▸ WHAT THE EXERCISE ASKS: Output each line of the data below exactly, omitting any image.

* * * *

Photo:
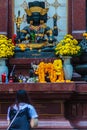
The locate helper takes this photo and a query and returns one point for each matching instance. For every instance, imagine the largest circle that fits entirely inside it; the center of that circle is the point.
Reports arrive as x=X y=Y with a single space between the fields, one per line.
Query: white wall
x=55 y=6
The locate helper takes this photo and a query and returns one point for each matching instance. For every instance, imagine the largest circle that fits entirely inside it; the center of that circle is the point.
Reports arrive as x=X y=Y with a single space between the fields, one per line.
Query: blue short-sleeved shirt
x=32 y=111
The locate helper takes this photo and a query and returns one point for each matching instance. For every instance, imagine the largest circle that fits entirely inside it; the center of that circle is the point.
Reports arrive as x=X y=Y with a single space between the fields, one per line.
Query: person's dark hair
x=22 y=96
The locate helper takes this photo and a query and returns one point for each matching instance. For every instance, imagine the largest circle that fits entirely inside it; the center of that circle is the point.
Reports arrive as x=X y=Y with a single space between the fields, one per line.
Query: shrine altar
x=59 y=105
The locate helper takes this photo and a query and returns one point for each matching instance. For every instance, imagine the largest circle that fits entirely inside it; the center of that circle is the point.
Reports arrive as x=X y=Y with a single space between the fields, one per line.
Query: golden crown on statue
x=30 y=10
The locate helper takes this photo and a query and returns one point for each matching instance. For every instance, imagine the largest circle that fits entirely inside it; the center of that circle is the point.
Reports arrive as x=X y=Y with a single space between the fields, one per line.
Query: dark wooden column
x=3 y=16
x=76 y=17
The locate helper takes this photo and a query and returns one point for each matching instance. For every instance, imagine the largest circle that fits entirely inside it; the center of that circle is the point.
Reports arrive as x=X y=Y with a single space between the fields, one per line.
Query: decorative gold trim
x=36 y=9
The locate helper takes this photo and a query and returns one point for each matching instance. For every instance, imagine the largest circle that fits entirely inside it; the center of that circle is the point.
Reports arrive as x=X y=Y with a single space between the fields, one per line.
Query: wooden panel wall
x=76 y=17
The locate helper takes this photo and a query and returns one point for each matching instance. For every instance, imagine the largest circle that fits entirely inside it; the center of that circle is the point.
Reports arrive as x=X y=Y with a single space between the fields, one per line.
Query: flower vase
x=3 y=68
x=68 y=68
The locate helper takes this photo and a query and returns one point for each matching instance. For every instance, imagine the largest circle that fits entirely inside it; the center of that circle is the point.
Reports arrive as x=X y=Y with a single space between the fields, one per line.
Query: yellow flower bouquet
x=6 y=47
x=68 y=47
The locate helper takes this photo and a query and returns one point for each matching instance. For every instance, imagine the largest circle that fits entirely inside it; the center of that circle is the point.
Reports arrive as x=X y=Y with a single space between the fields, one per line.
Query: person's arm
x=34 y=122
x=34 y=117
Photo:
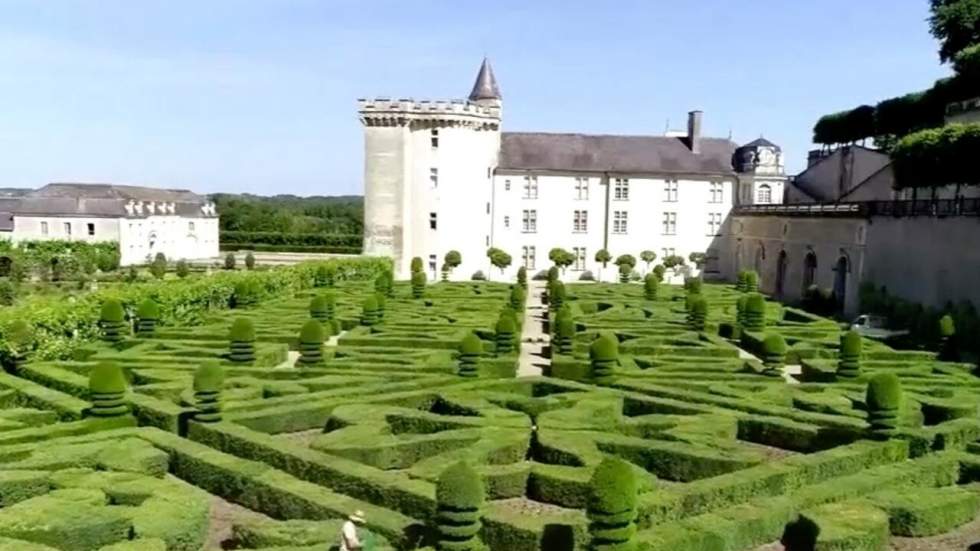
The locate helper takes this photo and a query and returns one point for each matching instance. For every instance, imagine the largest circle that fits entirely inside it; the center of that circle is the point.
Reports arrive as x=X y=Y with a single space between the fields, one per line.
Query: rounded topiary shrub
x=697 y=314
x=566 y=335
x=611 y=508
x=147 y=315
x=209 y=379
x=418 y=284
x=459 y=503
x=755 y=313
x=774 y=354
x=112 y=321
x=505 y=334
x=107 y=388
x=369 y=311
x=603 y=356
x=311 y=343
x=242 y=337
x=470 y=350
x=849 y=355
x=883 y=400
x=650 y=287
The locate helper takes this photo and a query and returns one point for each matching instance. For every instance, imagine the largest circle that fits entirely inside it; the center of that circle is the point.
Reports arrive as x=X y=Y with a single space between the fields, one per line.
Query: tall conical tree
x=611 y=508
x=311 y=344
x=604 y=355
x=849 y=355
x=107 y=390
x=242 y=337
x=112 y=320
x=148 y=314
x=774 y=354
x=883 y=400
x=459 y=503
x=470 y=350
x=209 y=380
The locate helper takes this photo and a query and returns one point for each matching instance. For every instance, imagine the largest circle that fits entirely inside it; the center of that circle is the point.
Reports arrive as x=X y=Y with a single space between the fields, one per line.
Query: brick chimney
x=694 y=131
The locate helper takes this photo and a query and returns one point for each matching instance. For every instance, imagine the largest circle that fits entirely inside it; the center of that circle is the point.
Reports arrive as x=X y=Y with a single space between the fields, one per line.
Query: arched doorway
x=841 y=269
x=809 y=270
x=780 y=273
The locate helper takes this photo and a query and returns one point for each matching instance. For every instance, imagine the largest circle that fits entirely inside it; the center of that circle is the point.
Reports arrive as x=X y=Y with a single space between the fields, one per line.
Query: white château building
x=441 y=176
x=144 y=221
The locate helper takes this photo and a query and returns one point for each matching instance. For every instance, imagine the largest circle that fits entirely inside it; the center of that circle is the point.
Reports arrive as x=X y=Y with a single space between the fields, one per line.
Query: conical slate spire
x=485 y=86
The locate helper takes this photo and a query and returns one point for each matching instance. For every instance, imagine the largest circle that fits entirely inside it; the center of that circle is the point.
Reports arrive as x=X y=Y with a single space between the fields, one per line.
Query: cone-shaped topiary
x=754 y=315
x=611 y=508
x=947 y=342
x=209 y=379
x=604 y=355
x=19 y=337
x=505 y=334
x=883 y=399
x=774 y=354
x=849 y=355
x=369 y=311
x=311 y=343
x=107 y=388
x=650 y=287
x=697 y=314
x=112 y=321
x=470 y=350
x=459 y=503
x=418 y=284
x=148 y=314
x=566 y=335
x=517 y=297
x=242 y=337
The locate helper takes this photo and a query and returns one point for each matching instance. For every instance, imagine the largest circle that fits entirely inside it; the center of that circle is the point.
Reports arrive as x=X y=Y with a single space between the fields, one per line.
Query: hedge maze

* * * *

▸ THE ANSWER:
Photo:
The locate helper takes this photo and a query and returns one point for each matching instance. For every instance, imagine the largest circle that fits entirely inside it; the center of that circle is the point.
Reports arrive as x=X y=Y with a single space between the fields, one per line.
Query: white wall
x=55 y=6
The locate helper takes this photo and a query and returns one point for each matching instance. For every instance, imagine the largest circle that fits entirely inside it; the center of that circle is the point.
Reports arrive as x=X y=Y with a single space between the fields, one per line.
Query: blue short-sleeved shirt
x=32 y=111
The locate helper takes this photo and a query and returns one point for each matching instance. For every instance, imagine the largest circle that fits entirely inside it; the center of that circle is the point.
Reports arrive as x=X y=Y with a single space between the fields, one per line.
Query: person's dark hair
x=22 y=96
The locate helper takes this photo and a query and returns one point for each matching instance. For every instance, imagine the largest circle that fits entirely inside it; the center of that circle is the point.
Reports arrive as x=X y=Y with a single space between the fields, one per line.
Query: shrine altar
x=59 y=105
The locate helper takes this photo and a query and returns one point for each matching instance. For every instance, imagine the largest circle that fits entirely inside it; the center of that circle is the point.
Reports arrive as x=X y=Y with a single space between the fields, one per line.
Query: golden crown on statue
x=30 y=10
The locate helper takes this photo and a query and returns one point for each matching instance. For every instance, imagine the largest circle that fits entirely inside it; the center of that circle is the point.
Reports arrive as x=X y=Y with a single space between the fields, one per line.
Query: dark wooden column
x=3 y=16
x=76 y=17
The locate helper takes this photo and a query and returns one point for each matching instance. For every instance, imagine the largest circle that fits entirely inside it; the center of that circle is the point.
Reports arrive as x=X y=Y with a single space between the fields, one per line.
Query: decorative gold trim
x=36 y=9
The locate helper takes this photo and a query and returns one point for each matching instance. For every instance, imagine the largest circle that fits entirely inside it; the center of that circle is the point.
Reports arrive as x=X y=Y with a single space between the fields, one per line.
Query: wooden panel wall
x=76 y=17
The locate helper takes this photo and a query and returns one point for each matching instance. For every instance, imagine the largest circle that fits entirely inside it; the center of that circle is the point.
Reports arrive as x=X y=Y with a single space between the fields, one per line.
Query: flower vase
x=3 y=68
x=68 y=68
The locate helper takes this photo and a query and returns one point for each matching instance. For every instance, imagine the largest circle that fits entirely inside it; the center of that circle is the point.
Reports arrive as x=X y=Y with a single space between the fields, one per line.
Query: yellow flower bouquet
x=6 y=47
x=68 y=47
The locate helper takes this photo and a query and returns one point for each matching instance. For every instance, imagine the largest circle that fits entirely inside it; the center of that circle is the point.
Reports arrive as x=X y=Y with a single space between the fields, one per line.
Query: person's arm
x=34 y=122
x=34 y=117
Photo:
The locate helper takes this photo and a query and returns one point for each matching instance. For every instance, imagine the largest circle that fits entirely inside it; the center of that circle is the point.
Reports arrive as x=X y=Y with a single space between the fields, one per line.
Query: rounded topiary shrub
x=697 y=314
x=566 y=335
x=611 y=508
x=147 y=315
x=209 y=379
x=418 y=284
x=459 y=503
x=755 y=313
x=774 y=354
x=112 y=321
x=505 y=334
x=107 y=388
x=369 y=311
x=603 y=356
x=311 y=343
x=242 y=337
x=470 y=350
x=849 y=355
x=883 y=400
x=650 y=287
The locate helper takes this photo and a query and returns one point for each matching instance. For every instance, imagine the largest circle that fits entirely inside it; the center of that circle is the point.
Reports arrive as x=X y=Y with a single space between the fields, one per line.
Query: tall conical tree
x=611 y=508
x=311 y=344
x=604 y=355
x=849 y=355
x=107 y=390
x=242 y=337
x=112 y=320
x=148 y=314
x=774 y=354
x=883 y=400
x=459 y=503
x=470 y=350
x=209 y=380
The locate helper takes this photo and a query and returns one point for each matching instance. For every instance, imagine the largest circle that fits entirely inside it; the center of that circle is the point.
Reports arrive as x=X y=Y with a single space between the fields, one per line.
Query: brick chimney
x=694 y=131
The locate helper takes this photo and a query and returns one point for each matching instance. For every instance, imagine the largest circle that fits entirely inside it; the center of that circle is the point.
Reports arrive as x=X y=Y with a single space between the fields, one per line.
Query: arched doorway
x=841 y=269
x=809 y=270
x=780 y=273
The locate helper takes this photo and a query and returns one point for each matching instance. For every instance, imagine the largest circle that fits entirely inside it; the center of that circle is the point.
Reports arrive as x=X y=Y with a single space between the fields, one per line.
Query: white château building
x=441 y=176
x=144 y=221
The locate helper takes this photo and a query and returns one point for each matching instance. For every instance, imagine the largest circle that fits entirely inside it; the center of that circle is the point.
Reports arrive as x=X y=Y with a single space between the fields, one per line.
Query: conical slate spire
x=485 y=86
The locate helper takes this photo and a query and returns one point for each matching instance. For every instance, imagine the largest circle that fits entirely inside it; the center of that circle is the point.
Reports arrive as x=X y=Y with a single space between the fields, one per line.
Query: cone-shaped topiary
x=754 y=315
x=611 y=508
x=947 y=342
x=209 y=379
x=604 y=355
x=19 y=337
x=505 y=334
x=883 y=399
x=774 y=354
x=849 y=355
x=369 y=311
x=311 y=343
x=107 y=388
x=650 y=287
x=697 y=314
x=112 y=321
x=470 y=350
x=459 y=503
x=418 y=284
x=148 y=314
x=566 y=335
x=517 y=297
x=242 y=337
The locate helper takes this photo and a query and returns one point for each matching instance. For every instance, imagine the largest circle that fits entirely inside it; the center of that circle is the point.
Reports arrive as x=X y=Y with a single space between the fields, one per line.
Query: hedge maze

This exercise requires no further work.